I would not take the new job. Everything in you is telling you it's wrong - from hoping you wouldn't get the call, to hoping you wouldn't get the job. A job in your field is great and hard to come by. A great guy who you are crazy about - domestic bliss - who you love so much, is even harder to come by.

You are so lucky that you found this man. If you let him go for a job, then I don't think you have your priorities straight. Finding true love with a man who you want to have children with is like finding a gem.

If your guy leaves you, you might not find another man for years or ever. Early 30's is still young and you have the luxury with this guy to plan when you'll have kids. If you don't have a boyfriend or don't find one until your late 30's or 40's, having kids may no longer be an option for you, and you'll have thrown that card out the window for an OK paying job.

When you look back on your life, that job might not seem so important if you lose the truly most important thing to you.

How does your boyfriend feel? How does he feel about supporting you? Does he mind? Is your career/this job so important to you to choose the job over your boyfriend?

This is a battle between your head and your heart - you went to school, you want a job in your field, but your heart is pulling you very strongly to this guy. You have to go with your gut and your gut, in your own words, wants you to stay. Be at peace with that decision and try to get some kind of paying job where you are. I don't think it should be your field or nothing. Don't leave your guy. That would be your bigger regret.

■ **Records**
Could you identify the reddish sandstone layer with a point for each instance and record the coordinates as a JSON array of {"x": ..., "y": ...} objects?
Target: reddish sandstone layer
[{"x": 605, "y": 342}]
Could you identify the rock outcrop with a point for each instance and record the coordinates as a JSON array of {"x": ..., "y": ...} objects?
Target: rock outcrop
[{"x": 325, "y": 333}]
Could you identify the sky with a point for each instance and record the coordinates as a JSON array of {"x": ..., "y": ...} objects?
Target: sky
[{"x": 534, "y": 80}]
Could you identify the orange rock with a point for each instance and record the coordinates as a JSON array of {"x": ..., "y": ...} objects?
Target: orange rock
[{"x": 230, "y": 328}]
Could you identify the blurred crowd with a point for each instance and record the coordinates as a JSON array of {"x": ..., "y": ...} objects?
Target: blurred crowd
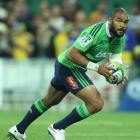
[{"x": 54, "y": 28}]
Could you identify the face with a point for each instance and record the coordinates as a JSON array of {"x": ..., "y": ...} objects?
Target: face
[{"x": 118, "y": 24}]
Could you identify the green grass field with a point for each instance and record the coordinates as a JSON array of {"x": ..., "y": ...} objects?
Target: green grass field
[{"x": 103, "y": 126}]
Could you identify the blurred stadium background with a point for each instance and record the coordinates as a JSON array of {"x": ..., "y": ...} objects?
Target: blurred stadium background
[{"x": 34, "y": 32}]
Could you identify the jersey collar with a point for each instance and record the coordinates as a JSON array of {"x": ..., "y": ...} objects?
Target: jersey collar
[{"x": 107, "y": 29}]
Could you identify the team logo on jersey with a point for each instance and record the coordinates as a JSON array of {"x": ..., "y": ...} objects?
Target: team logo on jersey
[
  {"x": 85, "y": 40},
  {"x": 72, "y": 82},
  {"x": 103, "y": 54}
]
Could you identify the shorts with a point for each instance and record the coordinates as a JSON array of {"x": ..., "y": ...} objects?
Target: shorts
[{"x": 70, "y": 80}]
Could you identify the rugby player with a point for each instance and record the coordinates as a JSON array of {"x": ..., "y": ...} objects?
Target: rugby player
[{"x": 95, "y": 43}]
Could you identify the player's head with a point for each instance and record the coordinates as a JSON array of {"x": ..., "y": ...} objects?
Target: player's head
[{"x": 118, "y": 22}]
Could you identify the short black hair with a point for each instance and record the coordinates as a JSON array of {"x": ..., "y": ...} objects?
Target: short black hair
[{"x": 119, "y": 10}]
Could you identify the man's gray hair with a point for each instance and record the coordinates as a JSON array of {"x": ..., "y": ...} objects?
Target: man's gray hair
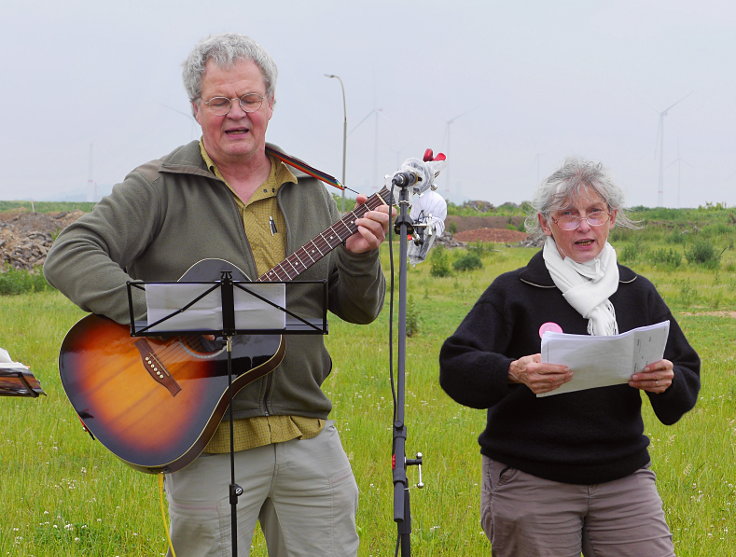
[
  {"x": 568, "y": 182},
  {"x": 225, "y": 50}
]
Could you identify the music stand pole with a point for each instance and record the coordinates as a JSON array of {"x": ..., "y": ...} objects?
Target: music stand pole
[
  {"x": 228, "y": 319},
  {"x": 402, "y": 508}
]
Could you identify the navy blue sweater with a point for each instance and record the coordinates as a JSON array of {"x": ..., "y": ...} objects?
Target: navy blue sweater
[{"x": 585, "y": 437}]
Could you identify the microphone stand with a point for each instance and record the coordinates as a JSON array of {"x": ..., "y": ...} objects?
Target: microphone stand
[{"x": 402, "y": 507}]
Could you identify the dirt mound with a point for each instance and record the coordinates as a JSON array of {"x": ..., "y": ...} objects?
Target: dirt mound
[
  {"x": 495, "y": 235},
  {"x": 25, "y": 237}
]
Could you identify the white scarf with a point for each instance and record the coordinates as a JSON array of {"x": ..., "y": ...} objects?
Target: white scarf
[{"x": 587, "y": 286}]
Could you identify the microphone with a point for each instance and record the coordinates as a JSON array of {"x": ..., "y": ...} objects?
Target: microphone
[
  {"x": 404, "y": 179},
  {"x": 419, "y": 174}
]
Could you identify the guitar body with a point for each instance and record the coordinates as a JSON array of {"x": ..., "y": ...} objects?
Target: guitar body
[{"x": 155, "y": 402}]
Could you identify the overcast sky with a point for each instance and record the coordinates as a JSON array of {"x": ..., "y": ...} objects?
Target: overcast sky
[{"x": 92, "y": 88}]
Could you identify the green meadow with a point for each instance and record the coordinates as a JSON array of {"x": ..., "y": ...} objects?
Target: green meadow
[{"x": 64, "y": 494}]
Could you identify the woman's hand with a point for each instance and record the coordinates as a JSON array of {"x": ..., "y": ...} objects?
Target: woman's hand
[
  {"x": 654, "y": 378},
  {"x": 538, "y": 376}
]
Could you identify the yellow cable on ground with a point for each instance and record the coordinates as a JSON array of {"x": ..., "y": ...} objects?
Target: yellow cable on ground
[{"x": 163, "y": 512}]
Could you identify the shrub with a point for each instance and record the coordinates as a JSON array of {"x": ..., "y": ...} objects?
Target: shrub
[
  {"x": 703, "y": 253},
  {"x": 629, "y": 253},
  {"x": 667, "y": 256},
  {"x": 19, "y": 281},
  {"x": 675, "y": 237},
  {"x": 468, "y": 262},
  {"x": 439, "y": 264}
]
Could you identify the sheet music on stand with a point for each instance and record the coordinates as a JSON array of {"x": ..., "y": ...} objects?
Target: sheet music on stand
[
  {"x": 199, "y": 307},
  {"x": 16, "y": 379}
]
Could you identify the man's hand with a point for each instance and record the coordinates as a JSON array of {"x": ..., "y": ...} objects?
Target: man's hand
[{"x": 372, "y": 228}]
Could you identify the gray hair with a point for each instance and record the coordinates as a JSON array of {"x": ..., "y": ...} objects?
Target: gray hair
[
  {"x": 225, "y": 50},
  {"x": 556, "y": 192}
]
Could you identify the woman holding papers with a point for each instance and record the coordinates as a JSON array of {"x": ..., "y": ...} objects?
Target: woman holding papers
[{"x": 568, "y": 473}]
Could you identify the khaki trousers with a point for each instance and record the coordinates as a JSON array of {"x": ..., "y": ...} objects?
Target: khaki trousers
[
  {"x": 302, "y": 491},
  {"x": 527, "y": 516}
]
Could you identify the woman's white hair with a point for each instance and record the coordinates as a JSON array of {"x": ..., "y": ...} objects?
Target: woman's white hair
[{"x": 568, "y": 182}]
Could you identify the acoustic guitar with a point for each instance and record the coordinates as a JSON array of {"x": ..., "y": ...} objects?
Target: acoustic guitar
[{"x": 156, "y": 402}]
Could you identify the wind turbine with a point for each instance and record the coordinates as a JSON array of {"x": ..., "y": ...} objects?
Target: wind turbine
[
  {"x": 662, "y": 114},
  {"x": 678, "y": 161}
]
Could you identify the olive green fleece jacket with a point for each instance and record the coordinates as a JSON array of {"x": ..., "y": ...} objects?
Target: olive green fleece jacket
[{"x": 170, "y": 213}]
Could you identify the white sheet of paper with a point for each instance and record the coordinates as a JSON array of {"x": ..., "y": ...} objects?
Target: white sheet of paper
[
  {"x": 206, "y": 314},
  {"x": 6, "y": 362},
  {"x": 600, "y": 361}
]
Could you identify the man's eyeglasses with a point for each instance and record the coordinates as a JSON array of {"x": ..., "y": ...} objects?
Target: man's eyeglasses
[
  {"x": 220, "y": 106},
  {"x": 571, "y": 222}
]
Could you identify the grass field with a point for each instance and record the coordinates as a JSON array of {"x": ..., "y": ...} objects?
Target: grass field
[{"x": 64, "y": 494}]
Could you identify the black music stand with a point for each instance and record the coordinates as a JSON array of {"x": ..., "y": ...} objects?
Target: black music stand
[
  {"x": 230, "y": 323},
  {"x": 19, "y": 381}
]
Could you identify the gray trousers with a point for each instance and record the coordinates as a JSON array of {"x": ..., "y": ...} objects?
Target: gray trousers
[
  {"x": 302, "y": 491},
  {"x": 527, "y": 516}
]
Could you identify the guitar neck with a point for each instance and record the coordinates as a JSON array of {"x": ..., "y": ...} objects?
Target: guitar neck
[{"x": 314, "y": 250}]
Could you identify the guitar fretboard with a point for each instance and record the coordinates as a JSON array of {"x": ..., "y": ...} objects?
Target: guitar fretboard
[{"x": 314, "y": 250}]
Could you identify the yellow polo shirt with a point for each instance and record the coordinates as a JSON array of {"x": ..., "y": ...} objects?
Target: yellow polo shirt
[{"x": 266, "y": 231}]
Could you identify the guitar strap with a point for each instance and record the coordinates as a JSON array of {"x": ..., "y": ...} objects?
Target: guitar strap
[{"x": 307, "y": 169}]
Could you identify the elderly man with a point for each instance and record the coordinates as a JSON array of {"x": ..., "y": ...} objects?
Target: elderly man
[{"x": 233, "y": 196}]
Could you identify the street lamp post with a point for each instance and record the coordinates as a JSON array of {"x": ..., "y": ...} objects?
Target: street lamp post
[{"x": 344, "y": 134}]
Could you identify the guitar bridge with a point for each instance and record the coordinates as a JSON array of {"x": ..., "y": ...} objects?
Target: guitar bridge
[{"x": 155, "y": 368}]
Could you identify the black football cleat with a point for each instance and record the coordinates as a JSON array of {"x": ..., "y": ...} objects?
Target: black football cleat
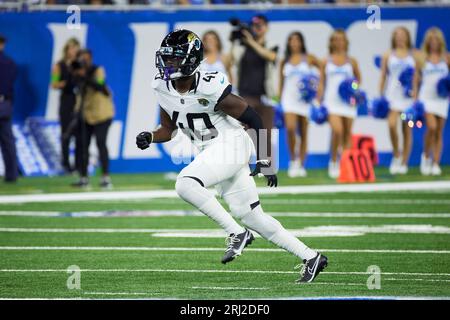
[
  {"x": 236, "y": 244},
  {"x": 312, "y": 267}
]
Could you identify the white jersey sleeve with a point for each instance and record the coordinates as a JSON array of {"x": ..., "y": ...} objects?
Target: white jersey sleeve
[
  {"x": 214, "y": 86},
  {"x": 195, "y": 112}
]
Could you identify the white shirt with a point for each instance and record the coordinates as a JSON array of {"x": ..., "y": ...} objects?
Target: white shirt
[{"x": 194, "y": 111}]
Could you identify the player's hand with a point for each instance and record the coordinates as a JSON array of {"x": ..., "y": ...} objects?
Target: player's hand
[
  {"x": 272, "y": 180},
  {"x": 143, "y": 140}
]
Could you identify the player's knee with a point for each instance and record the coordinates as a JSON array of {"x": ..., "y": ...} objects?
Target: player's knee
[
  {"x": 262, "y": 223},
  {"x": 182, "y": 186},
  {"x": 185, "y": 185}
]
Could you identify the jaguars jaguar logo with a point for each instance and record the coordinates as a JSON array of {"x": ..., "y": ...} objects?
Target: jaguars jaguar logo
[
  {"x": 203, "y": 102},
  {"x": 192, "y": 38}
]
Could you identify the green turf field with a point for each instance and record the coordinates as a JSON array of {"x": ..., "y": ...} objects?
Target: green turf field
[{"x": 177, "y": 252}]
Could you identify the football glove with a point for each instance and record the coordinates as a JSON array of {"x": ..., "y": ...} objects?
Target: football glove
[
  {"x": 272, "y": 180},
  {"x": 143, "y": 140}
]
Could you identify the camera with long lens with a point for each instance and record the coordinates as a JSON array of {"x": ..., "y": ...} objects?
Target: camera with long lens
[
  {"x": 78, "y": 64},
  {"x": 238, "y": 27}
]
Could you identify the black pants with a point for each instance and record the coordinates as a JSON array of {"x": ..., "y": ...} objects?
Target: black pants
[
  {"x": 84, "y": 135},
  {"x": 66, "y": 118},
  {"x": 8, "y": 147}
]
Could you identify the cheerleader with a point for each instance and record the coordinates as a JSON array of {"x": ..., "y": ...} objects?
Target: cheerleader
[
  {"x": 296, "y": 65},
  {"x": 214, "y": 59},
  {"x": 433, "y": 67},
  {"x": 396, "y": 61},
  {"x": 335, "y": 69}
]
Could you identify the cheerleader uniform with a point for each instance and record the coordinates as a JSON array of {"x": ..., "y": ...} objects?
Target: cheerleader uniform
[
  {"x": 394, "y": 92},
  {"x": 431, "y": 74},
  {"x": 290, "y": 97},
  {"x": 334, "y": 76}
]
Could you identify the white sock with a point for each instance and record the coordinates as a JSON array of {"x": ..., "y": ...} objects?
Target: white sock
[{"x": 191, "y": 191}]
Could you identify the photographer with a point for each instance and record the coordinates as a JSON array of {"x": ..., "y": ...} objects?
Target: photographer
[
  {"x": 255, "y": 61},
  {"x": 95, "y": 113},
  {"x": 62, "y": 79},
  {"x": 8, "y": 75}
]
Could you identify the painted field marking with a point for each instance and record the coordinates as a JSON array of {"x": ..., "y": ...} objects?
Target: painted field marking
[
  {"x": 357, "y": 201},
  {"x": 223, "y": 271},
  {"x": 315, "y": 231},
  {"x": 122, "y": 293},
  {"x": 78, "y": 248},
  {"x": 286, "y": 298},
  {"x": 176, "y": 213},
  {"x": 130, "y": 195},
  {"x": 415, "y": 279},
  {"x": 228, "y": 288}
]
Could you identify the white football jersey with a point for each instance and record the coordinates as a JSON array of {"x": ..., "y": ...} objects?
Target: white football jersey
[{"x": 194, "y": 112}]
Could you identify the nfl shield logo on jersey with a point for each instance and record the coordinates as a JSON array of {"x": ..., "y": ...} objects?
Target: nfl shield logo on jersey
[{"x": 203, "y": 102}]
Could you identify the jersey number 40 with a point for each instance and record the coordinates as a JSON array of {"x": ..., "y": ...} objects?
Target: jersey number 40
[{"x": 192, "y": 131}]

■ **Required task 1**
List every question the writer of the job-offer advice asks the reader.
■ **Required task 2**
Decide whether each statement agrees with the job-offer advice. Answer yes or no and quote the words from the advice that settle it.
(a) The writer recommends accepting the new job.
(b) The writer calls a job in the reader's field hard to come by.
(c) The writer believes the reader should accept only work in the reader's own field.
■ **Required task 3**
Write the next part of the job-offer advice, beginning right after its final sentence.

■ **Task result 1**
- How does your boyfriend feel?
- How does he feel about supporting you?
- Does he mind?
- Is your career/this job so important to you to choose the job over your boyfriend?

■ **Task result 2**
(a) No: "I would not take the new job."
(b) Yes: "A job in your field is great and hard to come by."
(c) No: "I don't think it should be your field or nothing."

■ **Task result 3**
----------



## PHTlump (Jun 2, 2010)

Another thing to consider is how much you love your boyfriend. I know he's "Mr. Right Now," but is he "Mr. Right?" If you're seriously considering leaving him to accept a low-paying job elsewhere, how committed are you to him?


----------



## bluebellwoods (Jul 22, 2013)

thanks for all the replied guys. I value my relationship very highly and I totally agree with what you said about choices - if it was a choice between the job and my partner I would choose him. However I suppose I had thought that I could do this job for a year (its a 12 month contract) and then return home, perhaps safer in the knowledge that I had at least once worked in the area I had studied for. My female friends, many of whom have very good careers and who are either single or who haven't had to sacrifice anything (they live in a bigger city so can have both) all try to convince me to go...they fill my head with fears that I will look back and regret it if I don't, that it's my last chance to do something with my life and that the bitterness and resentment I might feel later on down the line could kill my relationship anyway. But my own heart tells me to stay, so it's such a hard choice. I had already decided, and I knew that to be here I would have to accept jobs in other areas or a new path, and I was actually happy with that, but its been such early days how am I to know how I feel once we're married? My partner is very supportive of me. He knows the sacrifices I made to move to be near him, and wants me to be happy. He says we can see eachother at weekends for a year and that if it makes me happy its not the end of the world. But I don't know if it will make me happy!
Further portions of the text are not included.